SUPPLIED PASSAGE Start Marker

- Theatrical release poster
- Directed by: Kristopher Belman
- Written by: Kristopher Belman Brad Hogan
- Produced by: Harvey Mason Jr. Kristopher Belman Kevin Mann
- Starring: LeBron James Dru Joyce III Romeo Travis Sian Cotton Willie McGee Dru Joyce II
- Edited by: Scott Balcerek
- Music by: Harvey Mason Jr.
- Distributed by: Lionsgate
- Release dates: September 6, 2008 (Toronto International Film Festival); October 2, 2009 (United States);
- Running time: 105 minutes
- Country: United States
- Language: English
- Box office: $960,387

= More than a Game =

More than a Game is a 2008 American documentary film that follows basketball superstar LeBron James and four of his teammates through the trials and tribulations of high school basketball in Akron, Ohio, and James's journey to fame. The film trailer was released featuring the single "Stronger" by Mary J. Blige, which she released in support of the film. The soundtrack titled Music Inspired by More than a Game was released September 28, 2009. The film had limited theatrical release on October 2, 2009.

SUPPLIED PASSAGE End Marker
RECORD EXCERPTS Start Marker

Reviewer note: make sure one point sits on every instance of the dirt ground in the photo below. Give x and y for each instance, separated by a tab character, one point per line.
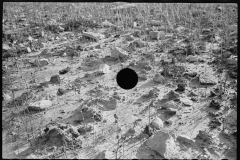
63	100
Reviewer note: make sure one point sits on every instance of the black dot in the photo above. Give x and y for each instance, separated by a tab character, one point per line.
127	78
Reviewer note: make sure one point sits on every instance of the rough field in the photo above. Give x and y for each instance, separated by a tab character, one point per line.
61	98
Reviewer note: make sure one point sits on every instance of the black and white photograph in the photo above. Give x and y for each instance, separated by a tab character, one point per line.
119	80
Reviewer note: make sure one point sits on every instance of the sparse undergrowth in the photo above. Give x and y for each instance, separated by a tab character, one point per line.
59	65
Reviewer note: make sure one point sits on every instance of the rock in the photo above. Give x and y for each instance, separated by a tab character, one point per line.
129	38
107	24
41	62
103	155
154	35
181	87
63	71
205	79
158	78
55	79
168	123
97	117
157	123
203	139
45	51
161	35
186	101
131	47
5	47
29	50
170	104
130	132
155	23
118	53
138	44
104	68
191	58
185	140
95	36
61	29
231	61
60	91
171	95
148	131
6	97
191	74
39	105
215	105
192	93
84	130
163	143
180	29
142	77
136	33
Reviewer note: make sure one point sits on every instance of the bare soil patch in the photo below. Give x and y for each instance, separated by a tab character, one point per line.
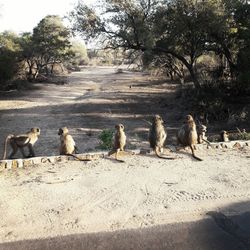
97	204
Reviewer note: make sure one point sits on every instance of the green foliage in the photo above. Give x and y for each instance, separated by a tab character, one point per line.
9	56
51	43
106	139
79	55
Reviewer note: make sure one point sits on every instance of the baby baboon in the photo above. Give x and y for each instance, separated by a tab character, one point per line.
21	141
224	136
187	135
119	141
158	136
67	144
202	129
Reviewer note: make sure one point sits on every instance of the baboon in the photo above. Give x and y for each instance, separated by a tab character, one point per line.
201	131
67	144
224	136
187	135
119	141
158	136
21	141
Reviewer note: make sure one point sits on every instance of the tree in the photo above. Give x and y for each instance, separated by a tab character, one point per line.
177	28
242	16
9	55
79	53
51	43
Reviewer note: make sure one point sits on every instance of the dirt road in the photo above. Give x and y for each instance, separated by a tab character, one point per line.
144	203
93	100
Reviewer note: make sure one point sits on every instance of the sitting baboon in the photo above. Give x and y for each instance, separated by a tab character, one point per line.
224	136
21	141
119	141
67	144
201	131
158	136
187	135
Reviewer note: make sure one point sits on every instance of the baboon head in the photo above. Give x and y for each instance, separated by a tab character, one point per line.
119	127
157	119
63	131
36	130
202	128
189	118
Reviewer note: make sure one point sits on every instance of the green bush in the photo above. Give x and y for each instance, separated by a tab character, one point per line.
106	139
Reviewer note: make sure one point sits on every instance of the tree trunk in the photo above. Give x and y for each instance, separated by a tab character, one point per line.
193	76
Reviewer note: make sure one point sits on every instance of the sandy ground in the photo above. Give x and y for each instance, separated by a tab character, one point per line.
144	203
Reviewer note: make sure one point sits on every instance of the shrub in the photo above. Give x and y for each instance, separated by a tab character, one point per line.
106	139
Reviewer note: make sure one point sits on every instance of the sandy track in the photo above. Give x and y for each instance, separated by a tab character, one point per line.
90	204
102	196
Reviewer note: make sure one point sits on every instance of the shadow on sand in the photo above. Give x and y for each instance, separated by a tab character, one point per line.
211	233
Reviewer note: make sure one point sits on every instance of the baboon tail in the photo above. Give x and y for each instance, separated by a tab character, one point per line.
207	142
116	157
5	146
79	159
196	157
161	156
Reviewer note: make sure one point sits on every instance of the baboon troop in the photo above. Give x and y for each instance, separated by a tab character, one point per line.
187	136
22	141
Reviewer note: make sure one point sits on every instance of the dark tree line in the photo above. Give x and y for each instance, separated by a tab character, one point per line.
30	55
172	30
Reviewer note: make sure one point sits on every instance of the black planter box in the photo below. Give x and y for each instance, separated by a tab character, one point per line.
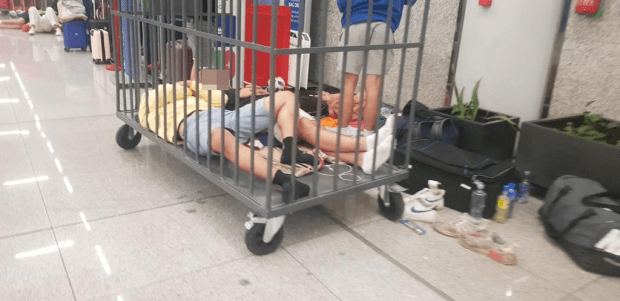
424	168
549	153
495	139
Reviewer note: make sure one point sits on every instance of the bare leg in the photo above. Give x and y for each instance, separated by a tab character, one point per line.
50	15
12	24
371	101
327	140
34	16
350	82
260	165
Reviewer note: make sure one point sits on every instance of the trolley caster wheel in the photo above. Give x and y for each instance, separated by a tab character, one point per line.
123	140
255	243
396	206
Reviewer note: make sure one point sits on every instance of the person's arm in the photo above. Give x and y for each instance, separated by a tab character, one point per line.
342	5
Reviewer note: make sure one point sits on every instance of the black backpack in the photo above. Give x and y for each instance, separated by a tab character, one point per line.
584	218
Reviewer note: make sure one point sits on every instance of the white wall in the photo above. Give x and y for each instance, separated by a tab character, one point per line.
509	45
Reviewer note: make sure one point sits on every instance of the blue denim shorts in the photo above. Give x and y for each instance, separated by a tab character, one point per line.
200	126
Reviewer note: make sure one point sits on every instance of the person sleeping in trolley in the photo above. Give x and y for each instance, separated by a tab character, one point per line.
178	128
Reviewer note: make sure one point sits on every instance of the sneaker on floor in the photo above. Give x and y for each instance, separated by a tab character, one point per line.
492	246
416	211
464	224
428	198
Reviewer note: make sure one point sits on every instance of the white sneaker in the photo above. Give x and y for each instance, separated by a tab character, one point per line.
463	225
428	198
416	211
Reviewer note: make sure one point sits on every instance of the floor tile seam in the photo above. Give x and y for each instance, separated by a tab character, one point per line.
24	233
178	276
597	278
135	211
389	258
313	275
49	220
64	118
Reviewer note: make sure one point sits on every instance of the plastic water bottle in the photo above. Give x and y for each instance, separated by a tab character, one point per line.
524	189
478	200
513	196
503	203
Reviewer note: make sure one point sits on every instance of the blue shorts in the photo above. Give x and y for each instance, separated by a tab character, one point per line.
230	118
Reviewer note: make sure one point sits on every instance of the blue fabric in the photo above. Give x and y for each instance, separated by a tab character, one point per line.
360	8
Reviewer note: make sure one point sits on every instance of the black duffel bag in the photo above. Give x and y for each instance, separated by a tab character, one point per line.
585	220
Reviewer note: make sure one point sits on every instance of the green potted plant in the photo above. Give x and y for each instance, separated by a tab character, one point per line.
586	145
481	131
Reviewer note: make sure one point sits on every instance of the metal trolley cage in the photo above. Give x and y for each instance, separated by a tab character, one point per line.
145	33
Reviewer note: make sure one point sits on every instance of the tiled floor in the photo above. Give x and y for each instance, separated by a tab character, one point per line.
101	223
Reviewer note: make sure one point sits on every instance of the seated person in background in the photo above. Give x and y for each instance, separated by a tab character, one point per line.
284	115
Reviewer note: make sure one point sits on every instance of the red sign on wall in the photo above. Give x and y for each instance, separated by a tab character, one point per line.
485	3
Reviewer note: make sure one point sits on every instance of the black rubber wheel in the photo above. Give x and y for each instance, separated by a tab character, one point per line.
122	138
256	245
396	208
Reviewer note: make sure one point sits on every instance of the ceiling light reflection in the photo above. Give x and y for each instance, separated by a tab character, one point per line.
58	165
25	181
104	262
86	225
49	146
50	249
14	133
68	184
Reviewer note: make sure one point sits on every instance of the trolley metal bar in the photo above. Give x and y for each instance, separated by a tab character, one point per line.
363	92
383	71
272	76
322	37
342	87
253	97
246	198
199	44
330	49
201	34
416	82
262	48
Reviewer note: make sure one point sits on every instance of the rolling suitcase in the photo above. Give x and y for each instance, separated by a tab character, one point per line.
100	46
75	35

RECORD EXCERPTS End Marker

EXERCISE REQUIREMENTS:
#1 Answer from the More than a Game article:
(a) Who edited the film?
(b) Which Mary J. Blige single was featured in the film trailer?
(c) On what date was the soundtrack released?
#2 Resume the More than a Game article after its last sentence.

RESULTS OF THE TASKS:
#1
(a) Scott Balcerek
(b) "Stronger"
(c) September 28, 2009

#2
==Synopsis==
More than a Game is a documentary that focuses in on five young basketball players—LeBron James, Dru Joyce III, Romeo Travis, Sian Cotton, Willie McGee—and their coach, Dru Joyce II, performing on an AAU team with the growing stardom of the future NBA superstar, LeBron James. Taking them through their pre-teens to high school, this film follows their incredible journey as the unknown Ohio team rises to the top of youth athletics.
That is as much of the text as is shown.